(TASK DESCRIPTION): Exactly as they appear, output all of the entries.

● ● ● ● ●

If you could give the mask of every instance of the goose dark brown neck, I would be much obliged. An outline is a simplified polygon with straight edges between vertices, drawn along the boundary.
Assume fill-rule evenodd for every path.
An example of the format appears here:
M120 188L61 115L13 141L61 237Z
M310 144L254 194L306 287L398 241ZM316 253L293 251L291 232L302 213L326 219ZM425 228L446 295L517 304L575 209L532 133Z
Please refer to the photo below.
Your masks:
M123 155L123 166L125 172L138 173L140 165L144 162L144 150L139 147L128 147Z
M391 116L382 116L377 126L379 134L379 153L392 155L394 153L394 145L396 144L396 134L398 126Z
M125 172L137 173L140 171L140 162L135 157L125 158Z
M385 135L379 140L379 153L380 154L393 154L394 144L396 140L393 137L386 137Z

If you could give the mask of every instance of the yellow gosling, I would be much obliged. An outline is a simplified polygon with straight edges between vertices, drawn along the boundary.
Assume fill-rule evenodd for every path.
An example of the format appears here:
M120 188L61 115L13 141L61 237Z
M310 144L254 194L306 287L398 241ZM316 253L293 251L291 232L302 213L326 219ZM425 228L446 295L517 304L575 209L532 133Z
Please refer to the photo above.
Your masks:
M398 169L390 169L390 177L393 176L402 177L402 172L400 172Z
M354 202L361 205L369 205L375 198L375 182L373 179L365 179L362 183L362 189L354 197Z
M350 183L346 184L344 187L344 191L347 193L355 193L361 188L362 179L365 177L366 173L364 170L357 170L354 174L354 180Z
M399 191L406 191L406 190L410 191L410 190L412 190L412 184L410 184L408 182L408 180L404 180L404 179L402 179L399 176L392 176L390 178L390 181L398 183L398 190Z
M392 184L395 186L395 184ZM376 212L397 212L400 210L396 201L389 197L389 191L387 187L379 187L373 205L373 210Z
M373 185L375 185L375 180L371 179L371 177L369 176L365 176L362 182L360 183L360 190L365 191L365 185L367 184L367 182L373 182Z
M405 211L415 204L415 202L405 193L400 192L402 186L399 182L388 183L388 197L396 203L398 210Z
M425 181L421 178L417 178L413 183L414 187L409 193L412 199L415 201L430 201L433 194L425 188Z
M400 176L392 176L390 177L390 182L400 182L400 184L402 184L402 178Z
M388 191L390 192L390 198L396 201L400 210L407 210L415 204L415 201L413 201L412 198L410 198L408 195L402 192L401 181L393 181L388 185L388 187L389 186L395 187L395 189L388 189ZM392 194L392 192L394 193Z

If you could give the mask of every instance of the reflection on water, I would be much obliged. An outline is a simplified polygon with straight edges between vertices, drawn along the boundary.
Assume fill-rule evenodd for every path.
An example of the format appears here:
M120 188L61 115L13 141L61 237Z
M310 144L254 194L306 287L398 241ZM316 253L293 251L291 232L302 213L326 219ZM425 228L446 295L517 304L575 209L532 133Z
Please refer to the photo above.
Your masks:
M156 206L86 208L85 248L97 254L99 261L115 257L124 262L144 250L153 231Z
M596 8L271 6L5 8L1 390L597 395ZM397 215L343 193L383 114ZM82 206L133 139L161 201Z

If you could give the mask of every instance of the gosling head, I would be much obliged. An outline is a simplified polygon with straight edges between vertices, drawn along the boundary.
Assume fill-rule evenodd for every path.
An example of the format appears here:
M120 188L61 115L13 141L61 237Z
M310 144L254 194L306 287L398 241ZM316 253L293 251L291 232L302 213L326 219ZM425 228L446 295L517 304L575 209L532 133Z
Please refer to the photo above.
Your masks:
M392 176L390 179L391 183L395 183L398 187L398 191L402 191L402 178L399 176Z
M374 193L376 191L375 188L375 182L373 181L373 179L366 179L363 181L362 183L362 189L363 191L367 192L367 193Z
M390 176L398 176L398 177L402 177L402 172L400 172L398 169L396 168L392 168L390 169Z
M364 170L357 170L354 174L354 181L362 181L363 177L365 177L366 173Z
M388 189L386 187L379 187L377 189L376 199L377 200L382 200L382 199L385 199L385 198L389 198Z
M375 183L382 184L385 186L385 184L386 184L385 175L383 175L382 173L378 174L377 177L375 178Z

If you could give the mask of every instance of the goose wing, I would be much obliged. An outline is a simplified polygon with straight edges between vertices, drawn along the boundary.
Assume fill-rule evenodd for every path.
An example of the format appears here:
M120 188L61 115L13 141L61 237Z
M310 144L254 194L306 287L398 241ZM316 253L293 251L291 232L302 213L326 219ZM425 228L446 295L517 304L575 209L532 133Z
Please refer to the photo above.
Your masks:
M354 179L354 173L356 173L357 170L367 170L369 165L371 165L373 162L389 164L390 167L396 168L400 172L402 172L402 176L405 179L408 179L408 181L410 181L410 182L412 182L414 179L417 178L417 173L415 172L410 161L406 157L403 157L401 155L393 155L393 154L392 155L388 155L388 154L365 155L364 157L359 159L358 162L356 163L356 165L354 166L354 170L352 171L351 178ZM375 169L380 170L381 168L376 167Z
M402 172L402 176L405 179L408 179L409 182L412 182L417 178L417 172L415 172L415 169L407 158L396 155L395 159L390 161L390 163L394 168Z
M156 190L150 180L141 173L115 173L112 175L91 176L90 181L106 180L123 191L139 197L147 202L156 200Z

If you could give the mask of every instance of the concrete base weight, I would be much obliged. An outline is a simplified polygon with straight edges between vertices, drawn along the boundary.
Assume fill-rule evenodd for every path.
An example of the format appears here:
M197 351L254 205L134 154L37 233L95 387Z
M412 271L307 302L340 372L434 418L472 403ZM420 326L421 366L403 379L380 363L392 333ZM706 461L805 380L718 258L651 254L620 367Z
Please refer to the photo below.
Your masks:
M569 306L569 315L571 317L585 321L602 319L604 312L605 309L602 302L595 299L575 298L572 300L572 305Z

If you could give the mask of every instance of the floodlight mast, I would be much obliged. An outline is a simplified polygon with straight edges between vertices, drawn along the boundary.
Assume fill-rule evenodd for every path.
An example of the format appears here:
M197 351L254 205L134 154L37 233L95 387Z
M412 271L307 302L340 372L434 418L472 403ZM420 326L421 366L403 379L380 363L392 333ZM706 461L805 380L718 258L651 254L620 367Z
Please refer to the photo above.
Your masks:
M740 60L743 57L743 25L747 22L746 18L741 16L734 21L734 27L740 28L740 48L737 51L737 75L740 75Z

● ● ● ● ●

(ANSWER):
If you could give the mask of every instance of the goose dark brown neck, I would be much obliged. An outline is a simplified polygon with straight edges between vertices, drawn along the boundary.
Assume fill-rule evenodd for every path.
An example of the format appears here:
M120 188L61 115L13 141L61 237Z
M310 144L254 194L306 287L398 241ZM316 253L293 251L291 232L302 213L326 219ZM425 228L446 295L517 304L575 209L532 133Z
Please refer to the photo below.
Your masks:
M123 155L123 166L125 172L138 173L140 165L144 162L144 150L139 147L128 147Z
M391 116L382 116L377 126L379 134L379 153L392 155L394 153L394 145L396 144L396 134L398 126Z
M125 172L137 173L140 171L140 162L135 157L125 158Z
M385 135L379 140L379 153L380 154L393 154L394 144L396 140L393 137L386 137Z

If you could give the mask of every instance of the yellow gosling, I would be much obliged. An outline is a simplified polygon with straight edges between vertices, drawn along the boundary.
Assume fill-rule evenodd for every path.
An example of the format appears here:
M120 188L61 115L13 141L61 237Z
M310 144L254 194L306 287L398 241ZM316 253L293 251L291 232L302 213L326 219ZM425 228L446 295L517 304L575 209L532 133Z
Please refer to the photo above.
Your masks:
M398 169L390 169L390 177L393 176L402 177L402 172L400 172Z
M354 202L361 205L369 205L375 198L375 182L373 179L365 179L362 183L362 189L354 197Z
M350 183L346 184L344 187L344 191L347 193L355 193L361 188L362 179L365 177L366 173L364 170L357 170L354 174L354 180Z
M399 191L406 191L406 190L410 191L410 190L412 190L412 184L410 184L408 182L408 180L404 180L404 179L402 179L399 176L392 176L390 178L390 181L398 183L398 190Z
M392 184L395 186L395 184ZM376 212L397 212L400 210L396 201L389 197L389 191L387 187L379 187L373 205L373 210Z
M373 185L375 185L375 180L371 179L371 177L369 176L365 176L362 182L360 183L360 190L365 191L365 185L367 184L367 182L373 182Z
M405 211L415 204L415 202L405 193L400 192L402 186L399 182L388 183L388 197L396 203L398 210Z
M425 181L421 178L417 178L413 183L414 187L409 193L412 199L415 201L430 201L433 194L425 188Z
M400 176L392 176L390 177L390 182L400 182L400 184L402 184L402 178Z
M388 191L390 192L390 198L396 201L400 210L407 210L415 204L415 201L413 201L412 198L410 198L408 195L402 192L401 181L393 181L388 185L388 187L389 186L395 187L395 189L388 189ZM392 194L392 192L394 193Z

If you could give the mask of every instance of the reflection on water, I would be much obliged. An outline is a simplified polygon with straight edges between vertices, drawn along the boundary.
Assume fill-rule evenodd for every path.
An example of the format appears here:
M120 188L61 115L13 141L61 237Z
M310 144L254 194L306 287L398 241ZM316 253L293 251L291 232L302 213L326 219ZM425 228L446 295L517 304L575 209L532 133Z
Please refer to the photo above.
Your masks:
M156 206L86 208L85 248L97 254L99 261L115 257L124 262L144 250L153 231Z
M596 8L271 6L5 8L1 390L597 395ZM397 215L343 193L383 114ZM82 206L133 139L161 201Z

If you could give the mask of every instance of the gosling head, I would be much obliged. An outline is a simplified polygon with straight edges between vertices, drawn along the boundary.
Assume fill-rule evenodd for every path.
An example of the format appears here:
M120 188L61 115L13 141L61 237Z
M310 144L254 194L306 287L398 241ZM316 253L293 251L291 232L302 213L326 219ZM425 228L446 295L517 304L575 209L532 133Z
Please refer to the photo above.
Your masks:
M392 176L390 179L391 183L395 183L398 187L398 191L402 191L402 178L399 176Z
M374 193L376 191L375 188L375 182L373 181L373 179L366 179L363 181L362 183L362 189L363 191L367 192L367 193Z
M390 176L398 176L398 177L402 177L402 172L400 172L398 169L396 168L392 168L390 169Z
M364 170L357 170L354 174L354 181L362 181L363 177L365 177L366 173Z
M388 189L386 187L379 187L377 189L376 199L377 200L382 200L382 199L385 199L385 198L389 198Z
M375 183L382 184L385 186L385 184L386 184L385 175L383 175L382 173L378 174L377 177L375 178Z

If you could give the mask of every instance of the goose wing, I would be much obliged. An outline is a simplified polygon with straight edges between vertices, drawn along the boundary.
Assume fill-rule evenodd for every path.
An example of the format appears here:
M120 188L61 115L13 141L61 237Z
M310 144L254 194L306 287L398 241ZM316 253L293 251L291 232L302 213L326 219ZM425 228L446 295L517 304L575 209L532 133Z
Please refer to the photo above.
Your masks:
M354 179L354 173L356 173L357 170L367 170L369 165L371 165L373 162L389 164L390 167L396 168L400 172L402 172L402 176L405 179L408 179L408 181L410 181L410 182L412 182L414 179L417 178L417 173L415 172L410 161L406 157L403 157L401 155L393 155L393 154L392 155L388 155L388 154L365 155L364 157L359 159L358 162L356 163L356 165L354 166L354 170L352 171L351 178ZM375 169L380 170L381 168L376 167Z
M402 172L402 176L405 179L408 179L409 182L412 182L417 178L417 172L415 172L415 169L407 158L396 155L395 159L390 161L390 163L394 168Z
M156 190L150 180L141 173L115 173L112 175L91 176L90 181L106 180L123 191L139 197L147 202L156 200Z

If you could give the mask of every instance of the concrete base weight, I would be much obliged. An outline is a simplified polygon with straight edges between vertices, drawn along the boundary.
Assume fill-rule evenodd for every path.
An example of the format appears here:
M197 351L254 205L134 154L37 233L95 387Z
M412 271L307 302L340 372L434 418L472 403ZM420 326L421 366L403 379L380 363L392 333ZM706 461L805 380L718 258L651 254L620 367Z
Please refer to the photo below.
Your masks:
M569 306L569 315L571 317L585 321L602 319L604 312L605 309L602 302L595 299L575 298L572 300L572 305Z

If you could give the mask of every instance of the floodlight mast, I would be much obliged. An outline is a simplified polygon with straight edges between vertices, drawn along the boundary.
Assume fill-rule evenodd for every path.
An example of the format appears here:
M197 351L254 205L134 154L37 233L95 387Z
M412 271L307 302L340 372L434 418L472 403ZM420 326L421 366L403 379L380 363L392 333ZM706 461L805 380L718 258L651 254L620 367Z
Please refer to the photo above.
Your masks:
M740 60L743 57L743 25L747 22L746 18L741 16L734 21L734 27L740 28L740 48L737 51L737 75L740 75Z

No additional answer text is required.